[EXTRACTED TEXT Boundary: Start]

We will start teachers’ salary talks in January, TSC tells KUPPET

By Roy Hezron

The Teachers Service Commission (TSC) has confirmed that it will start negotiations regarding the 2021-2025 non-monetary Collective Bargaining Agreement (CBA) with the Kenya Union of Post Primary Education Teachers (KUPPET) in January 2023.

TSC Director of Legal, Labour and Industrial Relations Cavin Anyuor has confirmed that they have received not less than 7 letters from KUPPET Secretary General Akelo Misori demanding for mid-term review of the CBA which for the case of the 2021-2025 CBA will be 2023.

“What I know from a technical point of view is that we are going to meet KUPPET very early in January [2023] to jump-start the negotiations,” said Anyuor.

This is after Misori, during the union’s 24th Annual Delegates Conference (ADC) in Murang’a on December 10, 2022, noted that they take the bull by its horns in 2023, since the last salary increment for teachers came in 2020 with the implementation of the last phase of the 2016-2021 CBA.

“If teachers do not obtain new salaries by July 2023, they would have gone one CBA cycle without salary reviews, since the most consequential increment in CBAs come within the first three years,” said Misori.

He observed that since 2020, all other cadres in the public service including employees of the Judicial Service Commission (JSC), the Parliamentary Service Commission (PSC), County Government and semi-autonomous government agencies received salary increments and noted that teachers will not be an exception.

The union National Chairman Hon. Omboko Milemba who doubles as Emuhaya Member of Parliament (MP) echoed the sentiments and added that the 2021-2025 CBA was a bitter pill they had to swallow in order to safeguard the previous gain in the 2016-2021 CBA.

“In June 2021, we signed a non-monetary CBA. It was a bitter pill to swallow, and we did so to safeguard and protect the previous gains. It was at the tail end of COVID-19 pandemic and after a negative advisory from the Salaries and Remuneration Commission (SRC) on suspension of public sector CBAs for a period of two years,” said Milemba.

He added: “We need to own our decisions and now focus on giving our members a new monetary CBA. That’s the journey we are currently undertaking.”

[EXTRACTED TEXT Boundary: End]

WHAT YOU ARE ASKED TO DO
Answer these questions from the article on teachers' salary talks above.
1. How many letters has TSC received from the KUPPET Secretary General?
2. Where and on what date was the union's 24th Annual Delegates Conference held?
3. In what month and year did the union sign the non-monetary CBA?

[MATERIAL PROVIDED Boundary: Start]

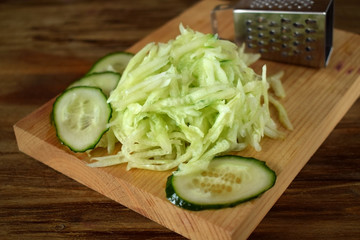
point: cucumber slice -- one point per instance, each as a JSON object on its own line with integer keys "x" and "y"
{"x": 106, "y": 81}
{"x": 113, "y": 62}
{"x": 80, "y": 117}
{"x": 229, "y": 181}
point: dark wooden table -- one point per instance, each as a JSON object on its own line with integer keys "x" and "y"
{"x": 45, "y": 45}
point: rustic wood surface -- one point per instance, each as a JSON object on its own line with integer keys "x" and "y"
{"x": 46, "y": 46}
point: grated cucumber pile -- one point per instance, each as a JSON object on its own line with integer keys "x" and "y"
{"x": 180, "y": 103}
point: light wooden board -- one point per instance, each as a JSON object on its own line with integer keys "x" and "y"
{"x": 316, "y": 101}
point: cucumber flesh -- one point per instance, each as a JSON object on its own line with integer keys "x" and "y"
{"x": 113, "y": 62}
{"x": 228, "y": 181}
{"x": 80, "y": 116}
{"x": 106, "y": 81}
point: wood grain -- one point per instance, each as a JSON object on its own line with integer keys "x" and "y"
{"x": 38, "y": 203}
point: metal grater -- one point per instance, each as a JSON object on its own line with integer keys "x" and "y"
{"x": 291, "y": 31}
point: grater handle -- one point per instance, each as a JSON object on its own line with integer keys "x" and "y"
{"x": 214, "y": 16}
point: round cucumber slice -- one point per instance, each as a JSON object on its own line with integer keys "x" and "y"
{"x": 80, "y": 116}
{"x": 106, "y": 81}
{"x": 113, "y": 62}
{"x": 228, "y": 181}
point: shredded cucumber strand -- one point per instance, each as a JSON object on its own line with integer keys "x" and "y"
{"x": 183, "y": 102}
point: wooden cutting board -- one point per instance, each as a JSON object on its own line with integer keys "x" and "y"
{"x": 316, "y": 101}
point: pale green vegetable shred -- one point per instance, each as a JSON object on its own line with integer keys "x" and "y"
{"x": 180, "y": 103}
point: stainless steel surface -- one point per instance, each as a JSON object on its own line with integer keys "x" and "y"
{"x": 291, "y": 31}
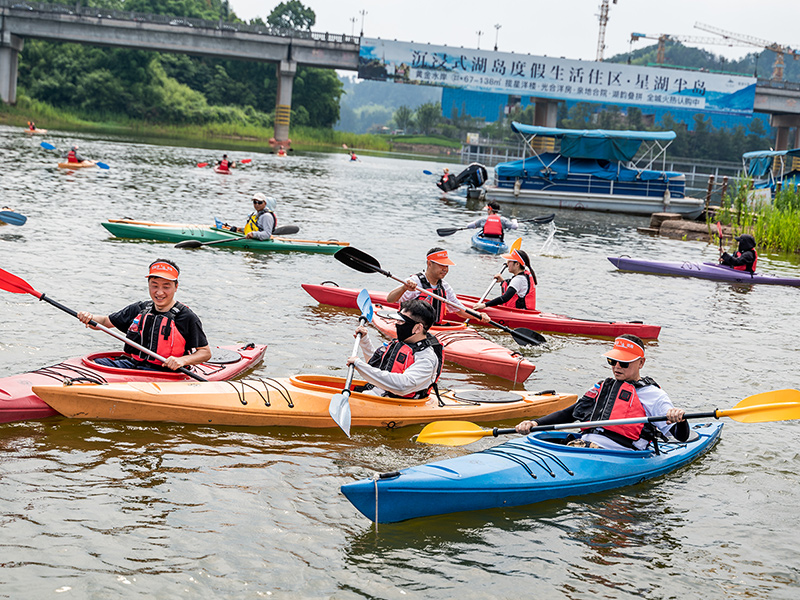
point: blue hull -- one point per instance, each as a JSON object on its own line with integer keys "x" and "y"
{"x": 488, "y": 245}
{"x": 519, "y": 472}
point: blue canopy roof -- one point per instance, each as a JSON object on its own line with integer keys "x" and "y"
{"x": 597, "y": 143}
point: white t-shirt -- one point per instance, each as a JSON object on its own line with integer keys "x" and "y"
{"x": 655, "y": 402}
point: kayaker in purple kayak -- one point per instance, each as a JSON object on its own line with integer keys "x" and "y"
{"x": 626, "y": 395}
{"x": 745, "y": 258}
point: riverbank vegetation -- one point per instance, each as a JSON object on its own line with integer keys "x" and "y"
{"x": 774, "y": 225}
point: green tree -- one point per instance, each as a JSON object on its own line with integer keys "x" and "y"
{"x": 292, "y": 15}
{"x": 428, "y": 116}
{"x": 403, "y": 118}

[MATERIAL PROVIDED Boundary: End]

TASK RESULT
1. Not less than 7.
2. In Murang'a on December 10, 2022.
3. June 2021.